• Ausgangstext
•••••
# 2.Rechner über Netzwerk für CSS Server einrichten



## goliath (22. Mai 2008)

*2.Rechner über Netzwerk für CSS Server einrichten*

Hi Leute,

ich hab hier nen alten Ahtlon XP Rechner rumstehen mit Win 2000 drauf.

Ich gehe über meinen Zocker Rechner per WLAN ins Netz.

Wie kann ich den 2. Rechner per LAN an meinen Zocker Rechner anhängen um dann auf dem 2.Rechner einen Dedicated Server laufen zu lassen ??

Geht das überhaupt ?

Kommt der 2. Rechner dann überhaupt ins Netz ???

Danke schonmal für jeden Tipp  von den Experten hier.

Gruß


----------



## Las_Bushus (22. Mai 2008)

*AW: 2.Rechner über Netzwerk für CSS Server einrichten*

also an sich geht das prinzipiell, dazu musst du unter win eine netzwerk bridge einrichten (die beiden netzwerke, lan und wlan, auswählen und dann mit rechter maustaste draufklicken und netzwerk überbrücken anklicken)

dann sollte auch der 2te rechner ins internet kommen (gegebenfalls noch ip und co eintragen)

Auf dem 2t rechner solltest du dann den dedicated laufen lassen können.

Einziger nachteil der Aktion ist das du deinen normalen pc immer anlassen musst wenn du den dedicated im internet haben willst, da der pc beim ausschalten natürlich auch die bridge mit ausschaltet.


----------



## |L1n3 (22. Mai 2008)

*AW: 2.Rechner über Netzwerk für CSS Server einrichten*

Einfach die beiden Rechner per LAN verbinden.
Deinen Rechner mit W-LAN verbinden.

Nun in Nertzwerkverbindungen gehen und rechtsklick aufs W-LAN
Eigenschaften -> Erweitert
Haken machen bei punkt 1 aber keinen bei Punkt 2
auf Ok gehen 

Nun auf dem zweiten rechner die LAN verbindung manuell einstellen

IP: 192.168.0.2
Submask (automatisch wenn man ins feld wechselt)
Gateway: 192.168.0.1
unten bei DNS den ersten eintrag auch 192.168.0.1

Nun auf Ok klicken

Jetzt hat der REchner schonmal inet
Wenn du Ports-weiterleiten musst dann musst du dies ganz normal in deinem Router tun, sowie auf deinem Rechner dort wo du die Freigabe eingestellt hast auf "einstellen" klicken und nen "Dienst" für den CSS-Server machen.
•••••
• Zu bearbeitende Aufgaben
• a. Kannst du aus dem Thread zum CSS-Server den Abschnitt wörtlich wiedergeben, der bei „Wie kann ich“ anfängt und mit „den Experten hier.“ endet?
• b. Wie geht der Thread zum CSS-Server nach seinem letzten Satz weiter? Setze ihn fort.

• Material
•••••
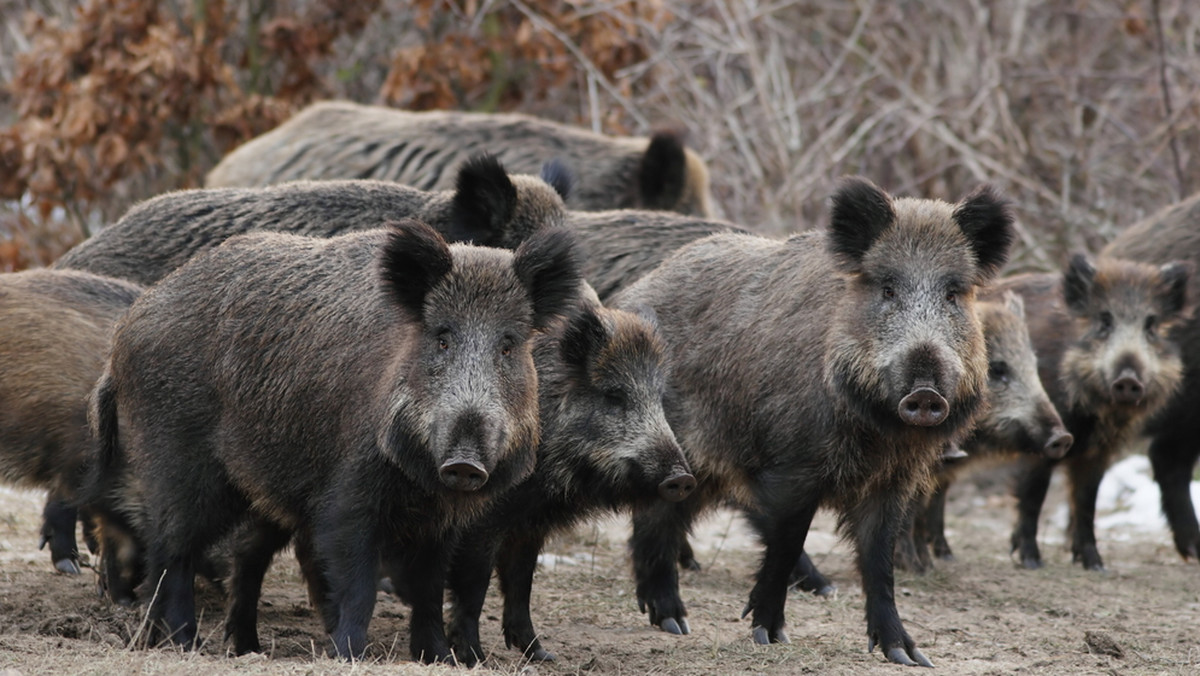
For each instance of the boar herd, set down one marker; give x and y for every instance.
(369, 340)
•••••
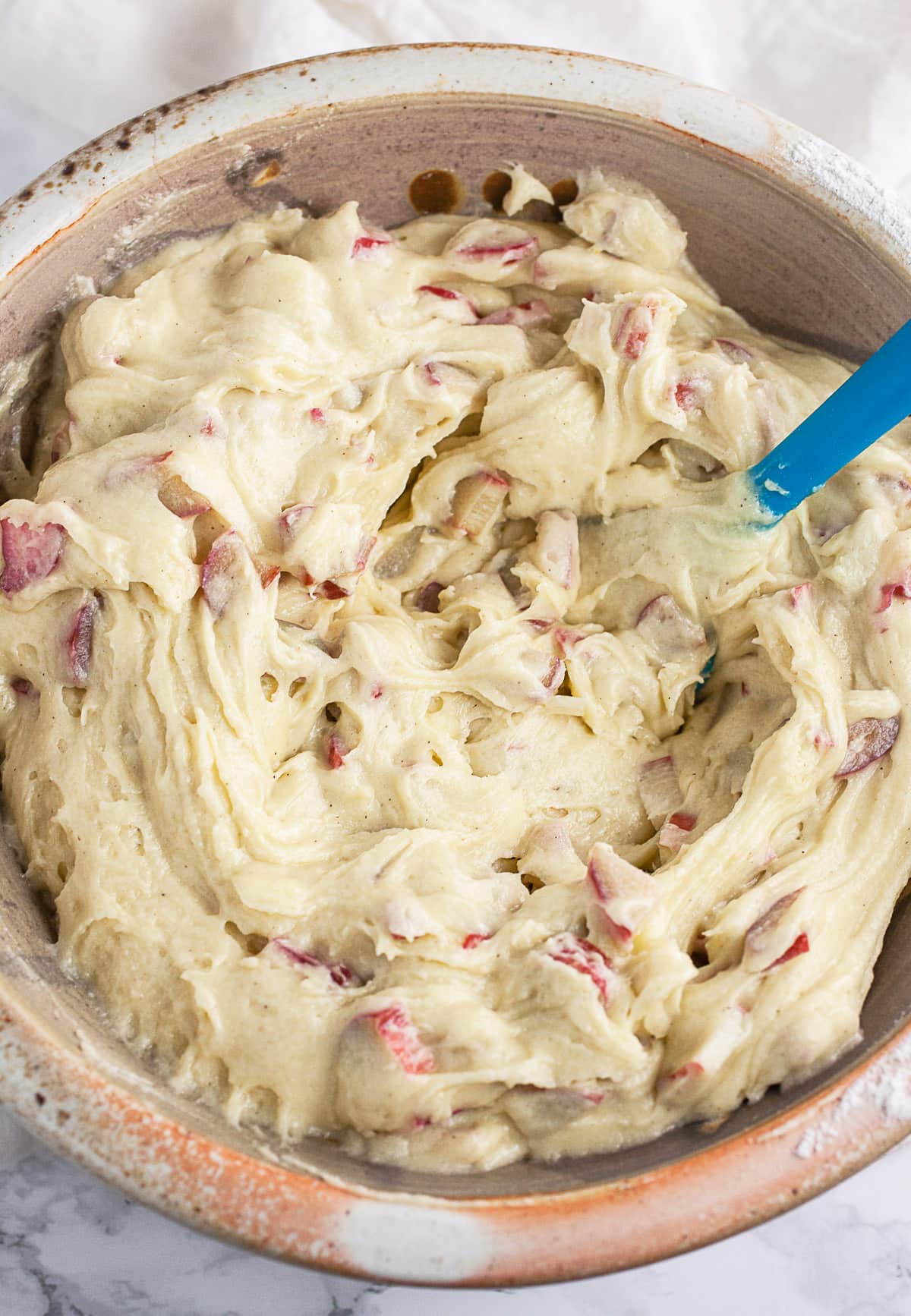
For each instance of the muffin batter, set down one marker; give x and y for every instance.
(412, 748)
•••••
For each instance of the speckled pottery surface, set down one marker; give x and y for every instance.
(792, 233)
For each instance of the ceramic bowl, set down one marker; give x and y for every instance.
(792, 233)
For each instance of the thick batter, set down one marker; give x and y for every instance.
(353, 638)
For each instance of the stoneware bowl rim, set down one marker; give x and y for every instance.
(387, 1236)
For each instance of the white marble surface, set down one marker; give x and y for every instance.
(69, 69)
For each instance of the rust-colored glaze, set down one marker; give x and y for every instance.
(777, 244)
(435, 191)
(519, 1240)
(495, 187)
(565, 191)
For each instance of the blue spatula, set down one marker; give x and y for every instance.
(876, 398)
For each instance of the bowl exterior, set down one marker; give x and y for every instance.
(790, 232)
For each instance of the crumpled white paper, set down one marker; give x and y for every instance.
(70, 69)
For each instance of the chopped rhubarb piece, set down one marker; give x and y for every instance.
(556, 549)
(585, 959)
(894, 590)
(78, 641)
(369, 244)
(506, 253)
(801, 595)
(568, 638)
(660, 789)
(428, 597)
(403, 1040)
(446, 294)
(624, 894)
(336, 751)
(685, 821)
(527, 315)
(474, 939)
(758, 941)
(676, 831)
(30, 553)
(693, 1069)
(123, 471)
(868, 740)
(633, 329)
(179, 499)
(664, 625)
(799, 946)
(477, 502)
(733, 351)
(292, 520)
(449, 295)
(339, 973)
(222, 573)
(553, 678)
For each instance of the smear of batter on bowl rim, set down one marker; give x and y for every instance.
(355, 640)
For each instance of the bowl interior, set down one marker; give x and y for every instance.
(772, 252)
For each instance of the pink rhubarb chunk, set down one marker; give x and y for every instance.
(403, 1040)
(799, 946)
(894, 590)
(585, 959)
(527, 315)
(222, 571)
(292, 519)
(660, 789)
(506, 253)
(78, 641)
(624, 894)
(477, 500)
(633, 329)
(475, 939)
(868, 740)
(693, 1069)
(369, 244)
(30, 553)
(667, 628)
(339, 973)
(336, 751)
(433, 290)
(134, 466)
•••••
• Ergebnisse pro Aufgabe
• a.
Wie kann ich den 2. Rechner per LAN an meinen Zocker Rechner anhängen um dann auf dem 2.Rechner einen Dedicated Server laufen zu lassen ??

Geht das überhaupt ?

Kommt der 2. Rechner dann überhaupt ins Netz ???

Danke schonmal für jeden Tipp  von den Experten hier.

• b.
Port sollte 27015 sein (bei beiden feldern) und protokoll TCP. Bei Zielcomputer (oder sowas ähnliches) muss dann 192.168.0.2 rein.

hab das jetzt ausm Kopf geschrieben weil ich bei meinem Rechner keine 2 Verbindungen habe und mir daher das Freigabefeld fehlt ...
Mein Server den ich eigentlich so in der Art betreibe (nur in umgekehrter Richtung) is momentan kaputt ...

edit:


> Einziger nachteil der Aktion ist das du deinen normalen pc immer anlassen musst wenn du den dedicated im internet haben willst, da der pc beim ausschalten natürlich auch die bridge mit ausschaltet.


Dies lässt sich abkoppel indem du einfach das ganze rum drehst. Dann muss halt nur des dedicated-Server PC immer laufen wenn du mit deinem Haupt-PC ins inet willst .. oder einfahc das W-Lan dann umstecken wenn du den Server auslassen willst aber trotzdem ins inet musst\willst.


----------



## goliath (22. Mai 2008)

*AW: 2.Rechner über Netzwerk für CSS Server einrichten*

Hi, super vielen Dank für die Anleitungen und tipps...

Also das mit dem Anlassen des Zocker-Rechners um den Router laufen zu lassen, ist doch schon etwas nervig...

Wollte diesen am WE z.B. durchlaufen lassen da ich eigentlich nur am WE Zeit habe um CSS zu spielen..
Und wenn dann 2 Rechner schon dafür laufen müssen, kostet ja doch schon einiges an Strom dann...

Hmm aber ich werds glaub ich erstmal so ausprobieren  

Hab aber erst wieder Freitag oder Samstag Zeit, d.h. bei Problemen werd ich mich dann nochmal melden


----------



## goliath (27. Mai 2008)

*AW: 2.Rechner über Netzwerk für CSS Server einrichten*



|L1n3 schrieb:


> Einfach die beiden Rechner per LAN verbinden.
> Deinen Rechner mit W-LAN verbinden.
> 
> Nun in Nertzwerkverbindungen gehen und rechtsklick aufs W-LAN
> ...



Hi, also nach langem Versuchen und HIn - und Her läuft NIX 

Ich bekomme noch nicht mal die beiden Rechner per LAN verbunden. Bin ich blöd oder was ?! 

1. Ich verbinde beide Rechner mitm LAN Kabel (PC 1 hat 100mbit onboard und PC2 ne 10mbit Netzwerkkarte -> wäre doch ok oder ??)

2. Ich richte auf PC2 in den Netzwerkeigenschaften die IP 192.168.0.2 ein (und Gateway etc. wie oben beschrieben)

3. Ich richte auf PC1 in den Netzwerkeigenschaften für LAN !!!! die IP 192.168.0.1 ein !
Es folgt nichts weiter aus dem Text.